#### [SET EXERCISE]
Extract every line starting at the line that contains "I bet you can't find the car roof" and ending with the final line of the data, inclusive; give only those lines, word for word.

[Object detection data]
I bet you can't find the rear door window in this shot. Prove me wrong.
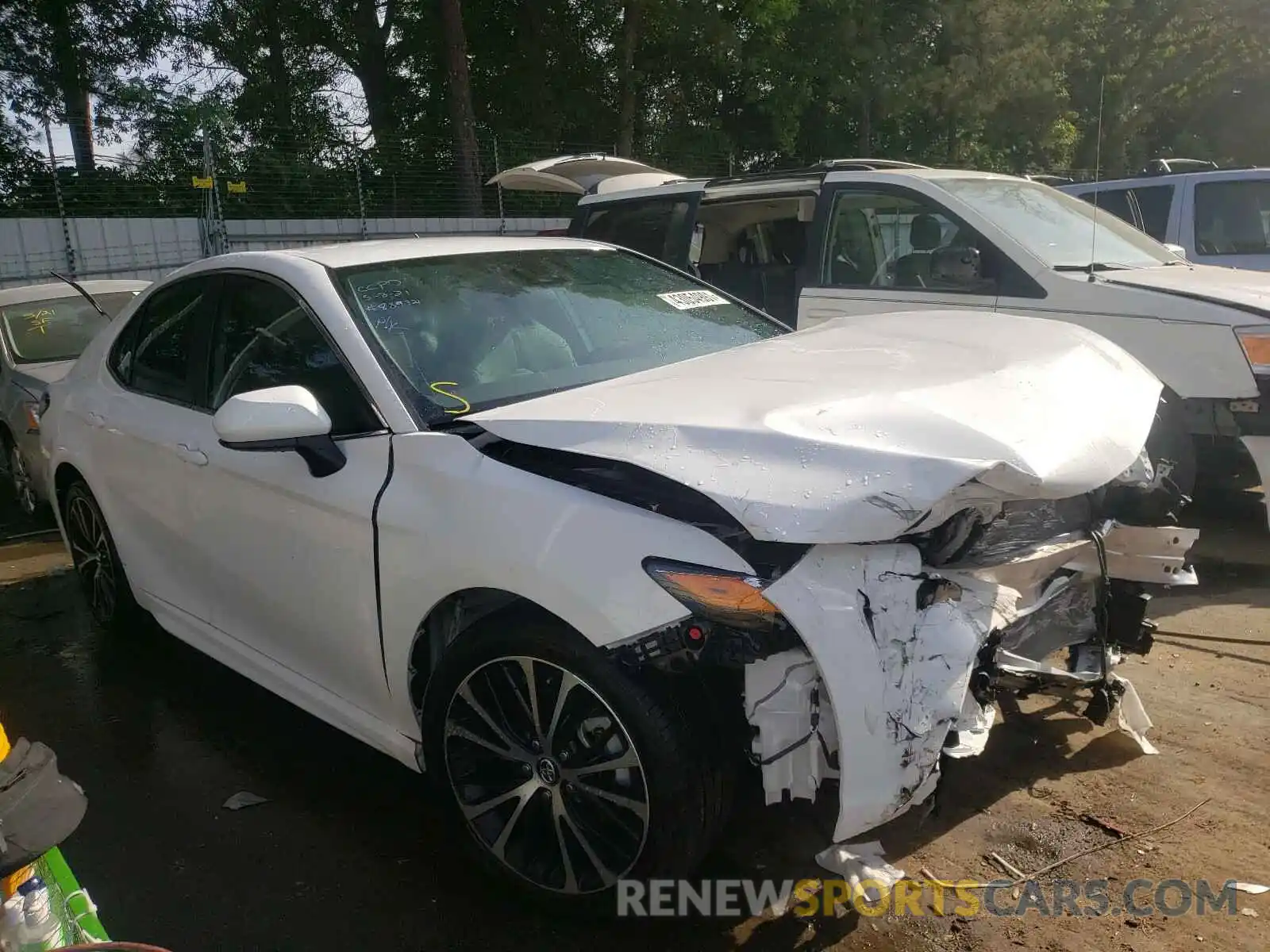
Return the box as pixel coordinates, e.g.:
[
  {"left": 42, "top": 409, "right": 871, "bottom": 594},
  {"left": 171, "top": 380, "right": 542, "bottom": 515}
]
[
  {"left": 1195, "top": 179, "right": 1270, "bottom": 255},
  {"left": 582, "top": 198, "right": 691, "bottom": 265},
  {"left": 110, "top": 275, "right": 211, "bottom": 405},
  {"left": 1133, "top": 186, "right": 1176, "bottom": 241}
]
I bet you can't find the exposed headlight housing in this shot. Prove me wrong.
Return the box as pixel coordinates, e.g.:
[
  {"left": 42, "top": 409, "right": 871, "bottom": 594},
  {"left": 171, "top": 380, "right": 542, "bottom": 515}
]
[
  {"left": 21, "top": 404, "right": 40, "bottom": 433},
  {"left": 644, "top": 559, "right": 783, "bottom": 628},
  {"left": 1234, "top": 324, "right": 1270, "bottom": 376}
]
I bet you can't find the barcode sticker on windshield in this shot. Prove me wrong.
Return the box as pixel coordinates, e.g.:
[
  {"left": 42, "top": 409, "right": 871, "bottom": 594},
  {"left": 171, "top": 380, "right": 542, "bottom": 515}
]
[{"left": 658, "top": 290, "right": 728, "bottom": 311}]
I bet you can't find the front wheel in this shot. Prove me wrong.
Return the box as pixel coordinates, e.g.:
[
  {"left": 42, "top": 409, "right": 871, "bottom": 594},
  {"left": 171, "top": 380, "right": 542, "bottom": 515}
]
[
  {"left": 421, "top": 613, "right": 726, "bottom": 910},
  {"left": 62, "top": 482, "right": 141, "bottom": 631}
]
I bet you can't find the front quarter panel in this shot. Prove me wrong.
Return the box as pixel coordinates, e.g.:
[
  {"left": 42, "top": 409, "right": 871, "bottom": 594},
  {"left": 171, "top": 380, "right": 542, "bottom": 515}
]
[{"left": 379, "top": 433, "right": 751, "bottom": 738}]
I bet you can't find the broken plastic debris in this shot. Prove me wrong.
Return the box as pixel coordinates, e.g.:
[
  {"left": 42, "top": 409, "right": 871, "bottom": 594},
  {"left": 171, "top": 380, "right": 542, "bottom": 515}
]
[
  {"left": 1107, "top": 674, "right": 1160, "bottom": 754},
  {"left": 944, "top": 692, "right": 997, "bottom": 758},
  {"left": 221, "top": 789, "right": 269, "bottom": 810},
  {"left": 815, "top": 840, "right": 904, "bottom": 905}
]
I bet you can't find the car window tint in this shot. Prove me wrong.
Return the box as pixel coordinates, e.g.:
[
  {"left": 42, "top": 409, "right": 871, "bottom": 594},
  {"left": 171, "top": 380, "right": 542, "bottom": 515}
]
[
  {"left": 582, "top": 198, "right": 688, "bottom": 262},
  {"left": 1133, "top": 186, "right": 1173, "bottom": 241},
  {"left": 823, "top": 189, "right": 995, "bottom": 294},
  {"left": 0, "top": 290, "right": 132, "bottom": 363},
  {"left": 210, "top": 275, "right": 379, "bottom": 436},
  {"left": 1081, "top": 188, "right": 1138, "bottom": 226},
  {"left": 127, "top": 278, "right": 208, "bottom": 404},
  {"left": 1195, "top": 179, "right": 1270, "bottom": 255}
]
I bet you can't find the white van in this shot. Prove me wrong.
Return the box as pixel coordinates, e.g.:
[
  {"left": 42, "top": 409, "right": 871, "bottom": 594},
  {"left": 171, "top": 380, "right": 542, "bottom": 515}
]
[
  {"left": 491, "top": 155, "right": 1270, "bottom": 523},
  {"left": 1062, "top": 169, "right": 1270, "bottom": 271}
]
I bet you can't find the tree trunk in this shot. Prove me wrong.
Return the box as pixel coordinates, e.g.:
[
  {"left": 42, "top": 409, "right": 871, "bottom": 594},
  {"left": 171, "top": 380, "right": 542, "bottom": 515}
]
[
  {"left": 262, "top": 10, "right": 300, "bottom": 169},
  {"left": 618, "top": 0, "right": 644, "bottom": 159},
  {"left": 62, "top": 84, "right": 97, "bottom": 175},
  {"left": 441, "top": 0, "right": 481, "bottom": 217},
  {"left": 856, "top": 89, "right": 872, "bottom": 159},
  {"left": 49, "top": 2, "right": 97, "bottom": 175}
]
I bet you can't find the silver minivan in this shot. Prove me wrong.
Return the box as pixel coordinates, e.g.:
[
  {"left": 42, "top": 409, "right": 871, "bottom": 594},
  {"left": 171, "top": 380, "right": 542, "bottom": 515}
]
[{"left": 1062, "top": 169, "right": 1270, "bottom": 271}]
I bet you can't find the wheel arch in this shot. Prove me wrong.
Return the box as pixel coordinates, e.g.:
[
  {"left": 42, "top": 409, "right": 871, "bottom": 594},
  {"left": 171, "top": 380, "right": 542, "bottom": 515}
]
[
  {"left": 53, "top": 459, "right": 91, "bottom": 518},
  {"left": 406, "top": 586, "right": 595, "bottom": 721}
]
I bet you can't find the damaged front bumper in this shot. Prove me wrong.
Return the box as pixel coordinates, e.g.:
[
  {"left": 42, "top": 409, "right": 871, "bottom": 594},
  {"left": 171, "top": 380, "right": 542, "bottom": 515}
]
[{"left": 745, "top": 515, "right": 1198, "bottom": 843}]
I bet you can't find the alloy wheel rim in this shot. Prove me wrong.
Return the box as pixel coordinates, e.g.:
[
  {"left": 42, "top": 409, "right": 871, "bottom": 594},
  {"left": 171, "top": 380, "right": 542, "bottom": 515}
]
[
  {"left": 9, "top": 447, "right": 36, "bottom": 516},
  {"left": 444, "top": 656, "right": 649, "bottom": 895},
  {"left": 66, "top": 497, "right": 116, "bottom": 622}
]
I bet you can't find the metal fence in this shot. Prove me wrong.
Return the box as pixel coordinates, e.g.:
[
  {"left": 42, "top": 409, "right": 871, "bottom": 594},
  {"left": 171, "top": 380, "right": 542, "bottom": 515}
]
[
  {"left": 0, "top": 217, "right": 569, "bottom": 287},
  {"left": 0, "top": 129, "right": 733, "bottom": 286}
]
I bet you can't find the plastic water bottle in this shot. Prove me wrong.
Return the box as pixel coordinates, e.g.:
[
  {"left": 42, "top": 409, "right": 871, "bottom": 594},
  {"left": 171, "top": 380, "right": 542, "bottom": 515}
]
[
  {"left": 17, "top": 877, "right": 66, "bottom": 952},
  {"left": 0, "top": 895, "right": 25, "bottom": 952}
]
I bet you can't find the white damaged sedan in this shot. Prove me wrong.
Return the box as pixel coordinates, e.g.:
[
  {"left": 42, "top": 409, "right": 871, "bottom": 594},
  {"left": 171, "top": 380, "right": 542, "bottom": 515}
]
[{"left": 40, "top": 237, "right": 1195, "bottom": 901}]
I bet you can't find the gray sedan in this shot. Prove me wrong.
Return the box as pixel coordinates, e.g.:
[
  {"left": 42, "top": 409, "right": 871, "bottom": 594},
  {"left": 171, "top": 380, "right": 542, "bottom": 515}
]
[{"left": 0, "top": 281, "right": 150, "bottom": 516}]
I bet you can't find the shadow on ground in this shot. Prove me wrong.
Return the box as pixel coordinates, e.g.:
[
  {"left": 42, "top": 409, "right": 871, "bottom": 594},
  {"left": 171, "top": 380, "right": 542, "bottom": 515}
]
[{"left": 0, "top": 487, "right": 1270, "bottom": 952}]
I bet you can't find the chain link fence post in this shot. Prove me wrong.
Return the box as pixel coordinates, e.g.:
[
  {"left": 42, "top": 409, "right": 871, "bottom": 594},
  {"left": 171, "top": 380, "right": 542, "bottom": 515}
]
[
  {"left": 494, "top": 136, "right": 506, "bottom": 235},
  {"left": 44, "top": 116, "right": 75, "bottom": 278},
  {"left": 349, "top": 137, "right": 367, "bottom": 241}
]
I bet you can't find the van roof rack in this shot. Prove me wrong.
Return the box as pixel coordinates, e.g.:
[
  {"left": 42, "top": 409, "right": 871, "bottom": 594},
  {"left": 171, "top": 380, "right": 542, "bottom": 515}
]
[
  {"left": 1141, "top": 159, "right": 1222, "bottom": 175},
  {"left": 706, "top": 159, "right": 929, "bottom": 188}
]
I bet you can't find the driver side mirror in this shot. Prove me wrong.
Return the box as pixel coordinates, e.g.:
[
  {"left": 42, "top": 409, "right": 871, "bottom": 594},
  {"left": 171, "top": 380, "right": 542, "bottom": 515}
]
[{"left": 212, "top": 386, "right": 348, "bottom": 478}]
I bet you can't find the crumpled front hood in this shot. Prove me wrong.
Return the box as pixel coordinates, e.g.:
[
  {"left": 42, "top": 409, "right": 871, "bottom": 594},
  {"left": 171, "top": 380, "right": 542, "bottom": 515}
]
[
  {"left": 466, "top": 309, "right": 1160, "bottom": 543},
  {"left": 1100, "top": 264, "right": 1270, "bottom": 317}
]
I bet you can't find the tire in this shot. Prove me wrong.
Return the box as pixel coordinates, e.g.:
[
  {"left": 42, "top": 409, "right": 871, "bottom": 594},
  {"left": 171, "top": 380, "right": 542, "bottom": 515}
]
[
  {"left": 0, "top": 433, "right": 40, "bottom": 516},
  {"left": 1147, "top": 390, "right": 1199, "bottom": 497},
  {"left": 62, "top": 480, "right": 144, "bottom": 632},
  {"left": 421, "top": 609, "right": 722, "bottom": 916}
]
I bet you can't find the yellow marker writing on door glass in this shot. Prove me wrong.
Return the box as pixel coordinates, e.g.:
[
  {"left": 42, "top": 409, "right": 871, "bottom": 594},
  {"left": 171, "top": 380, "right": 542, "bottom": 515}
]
[{"left": 432, "top": 379, "right": 472, "bottom": 414}]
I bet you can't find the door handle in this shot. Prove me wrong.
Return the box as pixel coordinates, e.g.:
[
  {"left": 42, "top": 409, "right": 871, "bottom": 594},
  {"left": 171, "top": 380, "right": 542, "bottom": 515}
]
[{"left": 175, "top": 443, "right": 207, "bottom": 466}]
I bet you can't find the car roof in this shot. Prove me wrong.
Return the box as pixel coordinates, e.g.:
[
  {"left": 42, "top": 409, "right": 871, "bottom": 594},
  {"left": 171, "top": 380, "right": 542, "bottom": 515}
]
[
  {"left": 578, "top": 166, "right": 1026, "bottom": 207},
  {"left": 1063, "top": 165, "right": 1270, "bottom": 192},
  {"left": 0, "top": 279, "right": 150, "bottom": 307},
  {"left": 273, "top": 235, "right": 612, "bottom": 268}
]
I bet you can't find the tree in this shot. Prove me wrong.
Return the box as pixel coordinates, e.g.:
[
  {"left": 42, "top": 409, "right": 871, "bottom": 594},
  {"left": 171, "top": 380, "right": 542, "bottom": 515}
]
[
  {"left": 441, "top": 0, "right": 481, "bottom": 217},
  {"left": 0, "top": 0, "right": 169, "bottom": 174},
  {"left": 618, "top": 0, "right": 644, "bottom": 159}
]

#### [COMPLETE RESPONSE]
I bet you can't find the car roof in this shot. Prove me wrong.
Return the box as pixel coordinates, e.g.:
[
  {"left": 42, "top": 409, "right": 871, "bottom": 594},
  {"left": 171, "top": 380, "right": 542, "bottom": 515}
]
[
  {"left": 578, "top": 166, "right": 1026, "bottom": 207},
  {"left": 1063, "top": 165, "right": 1270, "bottom": 192},
  {"left": 0, "top": 279, "right": 150, "bottom": 307},
  {"left": 273, "top": 235, "right": 612, "bottom": 268}
]
I bet you can't find the tree in this shot. Prove me wrong.
Return the box as pixel coordinates, e.g.:
[
  {"left": 42, "top": 409, "right": 871, "bottom": 594},
  {"left": 171, "top": 380, "right": 542, "bottom": 515}
]
[
  {"left": 441, "top": 0, "right": 481, "bottom": 217},
  {"left": 0, "top": 0, "right": 169, "bottom": 174},
  {"left": 618, "top": 0, "right": 644, "bottom": 159}
]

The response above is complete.